**Tasks:**
**A)** Check each of these statements against the channel capacity proof and answer yes or no, quoting the exact words from the proof that settle it. (i) The marginal law of $X_i$ is a probability mass function on $\mathcal{A}$. (ii) The proof shows the lower bound $C^{(n)} \geq nC$ before it shows the upper bound. (iii) The conditional law of $Y_i$ given $X_i = a$ is $P(\cdot \mid a)$.
**B)** Pick up the channel capacity proof where it stops and carry the argument forward.

To bound each $I(X_i; Y_i)$ by $C$, we must check that $(X_i, Y_i)$ is a valid single-use input/output pair. The marginal law of $X_i$ is $p_{X_i}$, a probability mass function on $\mathcal{A}$. The conditional law of $Y_i$ given $X_i = a$ is $P(\cdot \mid a)$: indeed, marginalising the memorylessness identity over all $Y_j$ with $j \neq i$,
\begin{align*}
\mathbb{P}(Y_i = b \mid X = x) = \sum_{b_j, j \neq i} \prod_{j=1}^n P(b_j \mid a_j) = P(b \mid a_i) \prod_{j \neq i} \underbrace{\sum_{b_j} P(b_j \mid a_j)}_{= 1} = P(b \mid a_i),
\end{align*}
and a further marginalisation over $X_j$, $j \neq i$, shows that $\mathbb{P}(Y_i = b \mid X_i = a) = P(b \mid a)$. So $(X_i, Y_i)$ is indeed distributed as a single use of the DMC with input marginal $p_{X_i}$, hence $I(X_i; Y_i) \leq \sup_{p_X} I(X; Y) = C$.
Summing and taking the supremum over $p_{X}$ gives $C^{(n)} = \sup_{p_{X}} I(X; Y) \leq nC$.
[/guided]
[/step]
[step:Construct a product input distribution achieving the lower bound $C^{(n)} \geq nC$]
It remains to show $C^{(n)} \geq nC$. Fix $\varepsilon > 0$. By definition of the supremum $C = \sup_{p_X} I(X; Y)$, there exists a probability mass function $p^*$ on $\mathcal{A}$ such that the mutual information $I^*$ between an input $X^* \sim p^*$ and its corresponding single-use output $Y^*$ satisfies
\begin{align*}
I^* = I(X^*; Y^*) \geq C - \varepsilon.

**Given data:**

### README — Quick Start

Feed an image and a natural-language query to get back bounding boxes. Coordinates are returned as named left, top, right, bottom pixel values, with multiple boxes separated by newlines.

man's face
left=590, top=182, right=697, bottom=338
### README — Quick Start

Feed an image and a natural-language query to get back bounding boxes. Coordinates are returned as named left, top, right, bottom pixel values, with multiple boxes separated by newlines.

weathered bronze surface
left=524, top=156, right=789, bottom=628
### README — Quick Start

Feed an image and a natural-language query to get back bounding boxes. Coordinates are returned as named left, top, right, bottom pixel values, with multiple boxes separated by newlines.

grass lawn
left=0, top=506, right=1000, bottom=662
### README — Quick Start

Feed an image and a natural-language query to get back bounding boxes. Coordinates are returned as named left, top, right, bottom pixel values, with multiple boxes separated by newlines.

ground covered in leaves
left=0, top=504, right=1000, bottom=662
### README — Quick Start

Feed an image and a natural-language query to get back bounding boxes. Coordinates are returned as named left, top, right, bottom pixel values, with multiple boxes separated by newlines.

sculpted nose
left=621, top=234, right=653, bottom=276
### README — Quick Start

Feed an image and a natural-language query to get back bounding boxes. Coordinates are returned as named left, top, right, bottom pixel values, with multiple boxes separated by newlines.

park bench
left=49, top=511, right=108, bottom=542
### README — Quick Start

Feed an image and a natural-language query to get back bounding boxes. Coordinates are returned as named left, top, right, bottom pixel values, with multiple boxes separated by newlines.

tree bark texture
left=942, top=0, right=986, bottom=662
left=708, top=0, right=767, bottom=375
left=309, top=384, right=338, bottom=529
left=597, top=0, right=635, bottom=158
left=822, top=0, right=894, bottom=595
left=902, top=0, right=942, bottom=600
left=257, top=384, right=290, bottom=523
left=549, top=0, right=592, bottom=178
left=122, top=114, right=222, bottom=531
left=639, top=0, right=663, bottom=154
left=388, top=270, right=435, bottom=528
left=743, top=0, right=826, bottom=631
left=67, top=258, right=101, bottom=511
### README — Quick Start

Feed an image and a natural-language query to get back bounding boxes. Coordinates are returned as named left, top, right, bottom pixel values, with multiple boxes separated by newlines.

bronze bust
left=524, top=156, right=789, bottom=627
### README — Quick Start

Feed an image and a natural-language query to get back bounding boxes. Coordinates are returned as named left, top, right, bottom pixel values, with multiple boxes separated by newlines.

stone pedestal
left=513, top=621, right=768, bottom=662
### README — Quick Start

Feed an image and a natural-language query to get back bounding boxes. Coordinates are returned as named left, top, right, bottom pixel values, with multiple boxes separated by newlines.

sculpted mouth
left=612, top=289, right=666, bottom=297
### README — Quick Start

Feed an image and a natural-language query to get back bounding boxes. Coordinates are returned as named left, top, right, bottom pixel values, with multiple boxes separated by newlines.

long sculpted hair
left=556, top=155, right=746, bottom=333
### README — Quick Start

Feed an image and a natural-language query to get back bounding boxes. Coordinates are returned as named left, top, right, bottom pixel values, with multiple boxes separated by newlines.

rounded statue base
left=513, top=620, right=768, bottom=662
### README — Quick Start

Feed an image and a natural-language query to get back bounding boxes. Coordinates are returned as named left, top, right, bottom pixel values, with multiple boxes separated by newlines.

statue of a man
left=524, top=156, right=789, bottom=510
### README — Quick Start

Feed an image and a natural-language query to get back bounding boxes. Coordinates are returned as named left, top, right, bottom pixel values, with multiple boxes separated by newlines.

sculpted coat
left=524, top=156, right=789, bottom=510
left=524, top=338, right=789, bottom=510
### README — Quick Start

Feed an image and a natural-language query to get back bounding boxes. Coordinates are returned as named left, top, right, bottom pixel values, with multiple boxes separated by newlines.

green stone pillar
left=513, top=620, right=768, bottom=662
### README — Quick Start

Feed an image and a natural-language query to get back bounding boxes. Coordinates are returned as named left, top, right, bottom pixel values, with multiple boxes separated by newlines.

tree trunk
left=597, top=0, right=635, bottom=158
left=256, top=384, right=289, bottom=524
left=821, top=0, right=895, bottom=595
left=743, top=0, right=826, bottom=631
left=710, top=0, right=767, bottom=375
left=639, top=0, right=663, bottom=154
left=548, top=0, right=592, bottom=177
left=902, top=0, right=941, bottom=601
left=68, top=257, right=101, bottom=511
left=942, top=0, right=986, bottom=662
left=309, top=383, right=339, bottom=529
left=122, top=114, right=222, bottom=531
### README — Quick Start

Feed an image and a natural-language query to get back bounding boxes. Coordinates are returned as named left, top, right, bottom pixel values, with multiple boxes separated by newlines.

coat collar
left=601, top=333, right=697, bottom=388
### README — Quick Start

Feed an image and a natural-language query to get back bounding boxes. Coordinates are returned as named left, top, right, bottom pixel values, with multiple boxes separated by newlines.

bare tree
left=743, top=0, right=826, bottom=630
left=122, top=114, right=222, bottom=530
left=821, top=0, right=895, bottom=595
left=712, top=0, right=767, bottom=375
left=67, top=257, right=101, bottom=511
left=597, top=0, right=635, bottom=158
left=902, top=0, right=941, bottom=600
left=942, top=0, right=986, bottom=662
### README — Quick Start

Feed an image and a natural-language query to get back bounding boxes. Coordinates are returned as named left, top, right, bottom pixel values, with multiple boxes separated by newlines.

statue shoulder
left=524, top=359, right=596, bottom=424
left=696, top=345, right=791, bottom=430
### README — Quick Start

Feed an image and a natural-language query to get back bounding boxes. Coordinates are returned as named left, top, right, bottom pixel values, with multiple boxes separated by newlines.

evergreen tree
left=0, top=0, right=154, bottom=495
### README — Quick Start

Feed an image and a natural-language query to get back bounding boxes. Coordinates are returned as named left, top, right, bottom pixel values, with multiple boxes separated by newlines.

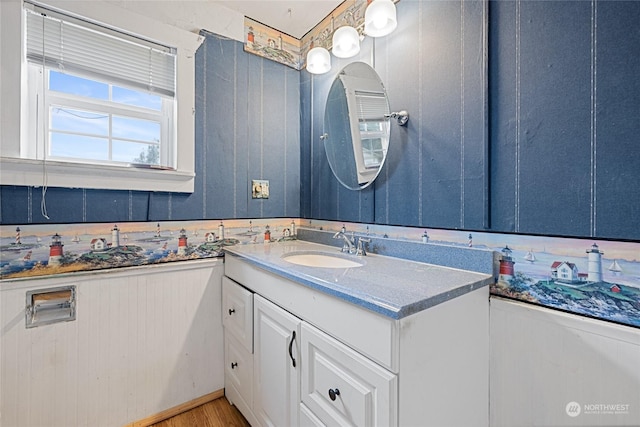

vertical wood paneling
left=303, top=2, right=485, bottom=231
left=593, top=1, right=640, bottom=239
left=0, top=265, right=224, bottom=427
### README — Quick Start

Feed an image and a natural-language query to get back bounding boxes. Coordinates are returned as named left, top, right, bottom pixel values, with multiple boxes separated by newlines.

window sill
left=0, top=157, right=195, bottom=193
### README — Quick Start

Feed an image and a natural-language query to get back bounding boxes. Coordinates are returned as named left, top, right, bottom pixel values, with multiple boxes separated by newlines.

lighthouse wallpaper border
left=0, top=218, right=640, bottom=328
left=491, top=238, right=640, bottom=328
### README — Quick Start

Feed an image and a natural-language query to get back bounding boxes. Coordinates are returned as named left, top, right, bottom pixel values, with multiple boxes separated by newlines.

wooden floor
left=152, top=397, right=250, bottom=427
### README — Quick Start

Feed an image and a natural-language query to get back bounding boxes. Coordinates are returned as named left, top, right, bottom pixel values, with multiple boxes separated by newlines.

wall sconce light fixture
left=364, top=0, right=398, bottom=37
left=307, top=0, right=398, bottom=74
left=307, top=47, right=331, bottom=74
left=331, top=25, right=360, bottom=58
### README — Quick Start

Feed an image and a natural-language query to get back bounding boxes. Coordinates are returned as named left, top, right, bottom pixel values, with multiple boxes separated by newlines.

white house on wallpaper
left=0, top=0, right=640, bottom=427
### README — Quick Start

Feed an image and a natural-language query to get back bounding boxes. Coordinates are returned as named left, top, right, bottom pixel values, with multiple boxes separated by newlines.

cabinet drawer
left=301, top=322, right=398, bottom=427
left=222, top=277, right=253, bottom=353
left=224, top=333, right=253, bottom=408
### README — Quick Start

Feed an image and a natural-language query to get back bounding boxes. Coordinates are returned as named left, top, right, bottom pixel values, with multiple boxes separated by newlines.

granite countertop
left=225, top=240, right=493, bottom=319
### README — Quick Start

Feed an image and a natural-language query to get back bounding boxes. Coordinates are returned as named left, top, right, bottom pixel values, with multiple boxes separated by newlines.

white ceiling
left=210, top=0, right=342, bottom=39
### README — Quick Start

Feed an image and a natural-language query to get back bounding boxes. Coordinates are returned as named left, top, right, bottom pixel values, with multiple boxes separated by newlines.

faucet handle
left=356, top=237, right=371, bottom=256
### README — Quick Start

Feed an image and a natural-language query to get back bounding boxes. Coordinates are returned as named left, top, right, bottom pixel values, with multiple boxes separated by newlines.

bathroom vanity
left=222, top=241, right=492, bottom=427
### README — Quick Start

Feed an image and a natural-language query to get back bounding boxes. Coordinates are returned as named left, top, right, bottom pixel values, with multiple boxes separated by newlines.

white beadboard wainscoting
left=489, top=297, right=640, bottom=427
left=0, top=259, right=224, bottom=427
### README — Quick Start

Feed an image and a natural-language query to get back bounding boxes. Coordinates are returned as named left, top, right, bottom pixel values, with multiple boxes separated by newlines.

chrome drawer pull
left=289, top=331, right=296, bottom=368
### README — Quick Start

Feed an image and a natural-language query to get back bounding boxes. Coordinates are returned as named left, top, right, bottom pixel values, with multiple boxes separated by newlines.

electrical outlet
left=251, top=179, right=269, bottom=199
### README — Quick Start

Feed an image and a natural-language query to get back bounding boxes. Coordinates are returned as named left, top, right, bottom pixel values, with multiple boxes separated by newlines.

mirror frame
left=321, top=62, right=391, bottom=190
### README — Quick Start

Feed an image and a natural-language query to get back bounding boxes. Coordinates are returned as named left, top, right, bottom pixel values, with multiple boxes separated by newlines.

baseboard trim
left=125, top=389, right=224, bottom=427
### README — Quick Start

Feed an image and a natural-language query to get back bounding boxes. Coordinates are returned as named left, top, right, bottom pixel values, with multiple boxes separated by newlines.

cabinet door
left=301, top=323, right=398, bottom=427
left=253, top=294, right=301, bottom=427
left=222, top=277, right=253, bottom=353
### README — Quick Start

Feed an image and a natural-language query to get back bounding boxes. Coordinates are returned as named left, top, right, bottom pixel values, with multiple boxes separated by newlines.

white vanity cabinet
left=253, top=294, right=302, bottom=427
left=223, top=254, right=489, bottom=427
left=222, top=277, right=255, bottom=425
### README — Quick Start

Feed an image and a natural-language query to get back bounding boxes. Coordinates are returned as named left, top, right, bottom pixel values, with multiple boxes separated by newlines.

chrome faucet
left=333, top=229, right=355, bottom=254
left=356, top=237, right=371, bottom=256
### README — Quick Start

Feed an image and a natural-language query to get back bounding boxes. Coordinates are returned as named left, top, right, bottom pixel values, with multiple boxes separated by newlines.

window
left=21, top=4, right=176, bottom=169
left=0, top=0, right=204, bottom=193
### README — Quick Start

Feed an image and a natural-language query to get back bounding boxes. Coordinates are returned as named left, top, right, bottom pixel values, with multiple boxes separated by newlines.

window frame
left=0, top=2, right=204, bottom=193
left=27, top=63, right=176, bottom=169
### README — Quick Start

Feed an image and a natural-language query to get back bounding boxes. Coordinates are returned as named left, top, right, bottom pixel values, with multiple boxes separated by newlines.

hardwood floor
left=152, top=397, right=250, bottom=427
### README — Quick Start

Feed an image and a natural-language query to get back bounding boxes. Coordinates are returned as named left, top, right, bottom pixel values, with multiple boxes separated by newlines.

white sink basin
left=282, top=252, right=362, bottom=268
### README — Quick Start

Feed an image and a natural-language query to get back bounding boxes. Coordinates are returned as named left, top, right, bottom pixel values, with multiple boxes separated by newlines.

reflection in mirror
left=322, top=62, right=390, bottom=190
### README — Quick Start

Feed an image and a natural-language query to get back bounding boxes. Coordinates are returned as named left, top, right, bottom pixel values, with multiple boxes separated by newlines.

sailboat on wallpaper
left=491, top=239, right=640, bottom=327
left=524, top=251, right=536, bottom=262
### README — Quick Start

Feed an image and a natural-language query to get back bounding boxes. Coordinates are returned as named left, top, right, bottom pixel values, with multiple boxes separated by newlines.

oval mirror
left=322, top=62, right=390, bottom=190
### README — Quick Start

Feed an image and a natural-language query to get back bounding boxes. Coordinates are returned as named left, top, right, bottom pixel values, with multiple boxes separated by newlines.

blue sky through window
left=49, top=70, right=162, bottom=164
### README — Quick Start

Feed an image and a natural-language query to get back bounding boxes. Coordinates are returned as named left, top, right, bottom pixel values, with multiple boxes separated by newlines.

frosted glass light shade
left=331, top=25, right=360, bottom=58
left=364, top=0, right=398, bottom=37
left=307, top=47, right=331, bottom=74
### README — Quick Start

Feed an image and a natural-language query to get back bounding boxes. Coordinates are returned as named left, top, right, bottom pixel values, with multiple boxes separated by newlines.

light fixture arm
left=384, top=110, right=409, bottom=126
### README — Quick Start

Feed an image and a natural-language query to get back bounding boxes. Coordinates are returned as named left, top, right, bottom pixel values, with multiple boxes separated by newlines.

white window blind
left=25, top=3, right=176, bottom=97
left=355, top=90, right=389, bottom=121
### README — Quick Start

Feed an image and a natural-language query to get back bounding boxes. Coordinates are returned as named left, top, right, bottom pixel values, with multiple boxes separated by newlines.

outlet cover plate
left=251, top=179, right=269, bottom=199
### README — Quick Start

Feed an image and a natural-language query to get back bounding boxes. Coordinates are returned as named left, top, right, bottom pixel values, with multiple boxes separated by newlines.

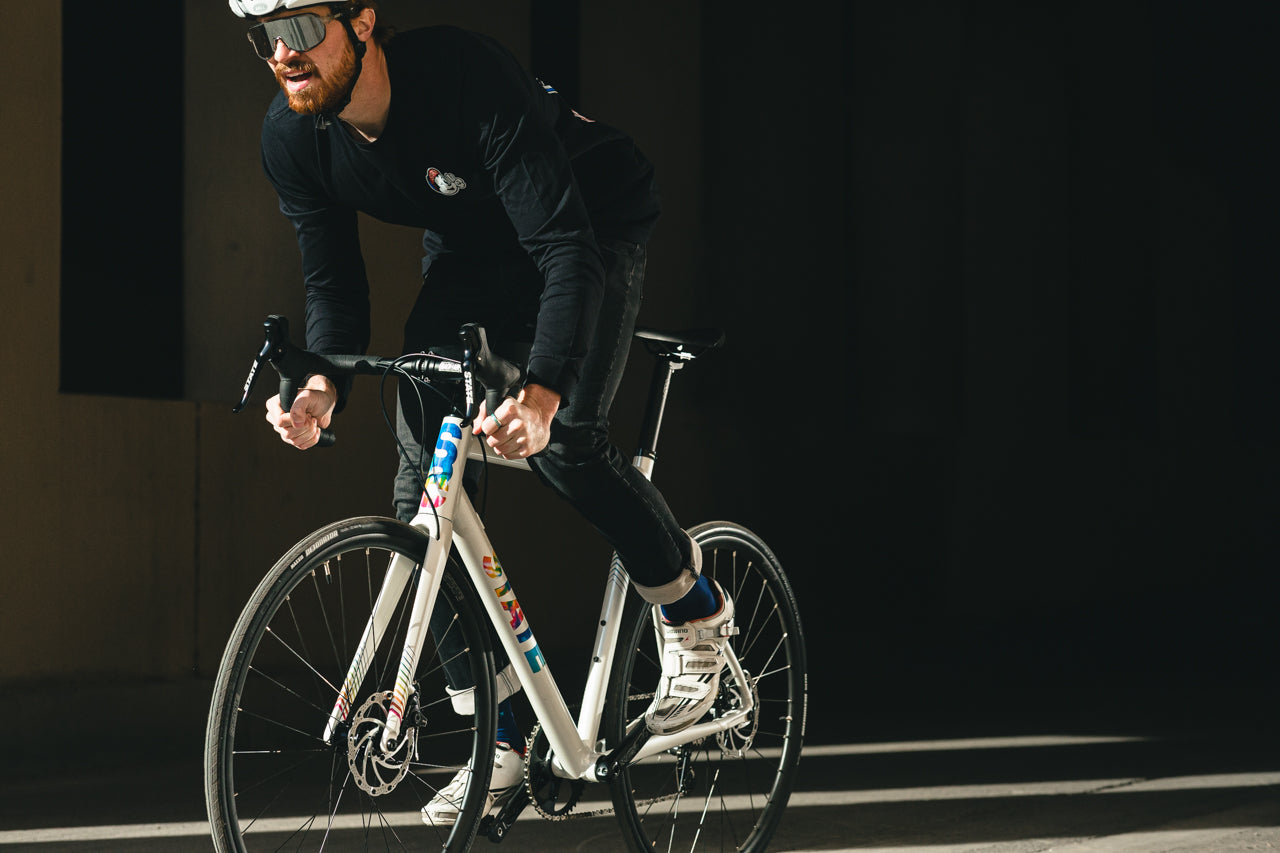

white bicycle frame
left=324, top=416, right=754, bottom=781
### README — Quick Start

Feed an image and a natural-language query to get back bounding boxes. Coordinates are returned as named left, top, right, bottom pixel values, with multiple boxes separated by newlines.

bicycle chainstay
left=525, top=712, right=692, bottom=821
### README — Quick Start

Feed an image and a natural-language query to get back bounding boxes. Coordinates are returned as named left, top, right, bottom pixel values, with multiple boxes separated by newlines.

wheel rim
left=614, top=525, right=805, bottom=850
left=210, top=522, right=493, bottom=850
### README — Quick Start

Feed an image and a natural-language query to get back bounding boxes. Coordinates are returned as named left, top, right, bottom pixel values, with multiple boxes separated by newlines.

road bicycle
left=205, top=315, right=808, bottom=853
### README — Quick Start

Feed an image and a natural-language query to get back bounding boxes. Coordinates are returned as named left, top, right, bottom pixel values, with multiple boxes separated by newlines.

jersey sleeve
left=461, top=34, right=604, bottom=397
left=262, top=108, right=370, bottom=411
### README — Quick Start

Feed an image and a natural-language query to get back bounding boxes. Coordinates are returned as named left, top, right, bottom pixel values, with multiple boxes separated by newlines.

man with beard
left=229, top=0, right=733, bottom=824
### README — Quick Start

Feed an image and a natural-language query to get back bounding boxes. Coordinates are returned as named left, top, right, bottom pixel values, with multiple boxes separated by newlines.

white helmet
left=227, top=0, right=334, bottom=18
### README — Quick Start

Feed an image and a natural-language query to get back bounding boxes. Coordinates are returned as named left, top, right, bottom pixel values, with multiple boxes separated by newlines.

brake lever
left=232, top=339, right=275, bottom=415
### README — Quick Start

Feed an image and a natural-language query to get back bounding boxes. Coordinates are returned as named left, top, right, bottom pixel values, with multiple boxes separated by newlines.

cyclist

**Responses by task:**
**A)**
(i) Yes: "The marginal law of $X_i$ is $p_{X_i}$, a probability mass function on $\mathcal{A}$."
(ii) No: "It remains to show $C^{(n)} \geq nC$."
(iii) Yes: "The conditional law of $Y_i$ given $X_i = a$ is $P(\cdot \mid a)$"

**B)**
\end{align*}
Let $p_{X}$ be the product distribution $p_{X}(x) = \prod_{i=1}^n p^*(a_i)$, and let $X = (X_1, \ldots, X_n) \sim p_{X}$ and $Y = (Y_1, \ldots, Y_n)$ the corresponding output of the $n$th extension. Under this choice the $X_i$ are i.i.d. with law $p^*$. Combined with memorylessness, this makes the $n$ pairs $(X_i, Y_i)$ mutually independent: for any $(a, b) \in \mathcal{A}^n \times \mathcal{B}^n$,
\begin{align*}
\mathbb{P}(X = a, Y = b) = \prod_{i=1}^n p^*(a_i) \cdot \prod_{i=1}^n P(b_i \mid a_i) = \prod_{i=1}^n \mathbb{P}(X_i = a_i, Y_i = b_i).
\end{align*}
Independence of the $(X_i, Y_i)$ implies independence of the $Y_i$, so
\begin{align*}
H(Y) = \sum_{i=1}^n H(Y_i),
\end{align*}
i.e. subadditivity is tight. Each $Y_i$ has the same law as $Y^*$ (since $X_i \sim p^*$ and the channel is the same) and each $Y_i$ given $X_i$ has the same law as $Y^*$ given $X^*$, so $I(X_i; Y_i) = I^*$ for every $i$. From the chain of equalities established in step 3 (with all inequalities now equalities),
\begin{align*}
I(X; Y) = \sum_{i=1}^n I(X_i; Y_i) = n I^* \geq n(C - \varepsilon) = nC - n\varepsilon.
\end{align*}
Taking the supremum over input distributions,
\begin{align*}
C^{(n)} \geq I(X; Y) \geq nC - n\varepsilon.
\end{align*}
Since $\varepsilon > 0$ was arbitrary, $C^{(n)} \geq nC$.
[guided]
The upper bound traces the two sources of slack: the subadditivity $H(Y) \leq \sum_i H(Y_i)$ and the single-letter bound $I(X_i; Y_i) \leq C$. To achieve equality, we must (i) make the $Y_i$ independent and (ii) make each $I(X_i; Y_i)$ equal to (or arbitrarily close to) $C$. Both are accomplished by the same construction: take the $X_i$ to be i.i.d. with a common distribution $p^*$ that is $\varepsilon$-optimal for the single-use channel.
Why $\varepsilon$-optimal rather than exactly optimal? The supremum defining $C$ is attained in the discrete-memoryless setting because the input distribution ranges over the compact probability simplex on the finite alphabet $\mathcal{A}$ and $p \mapsto I(X; Y)$ is continuous. So we could take $p^*$ exactly attaining $C$. We phrase the argument with $\varepsilon$ for clarity: it shows the lower bound follows from the defining property of the supremum alone, independent of attainment.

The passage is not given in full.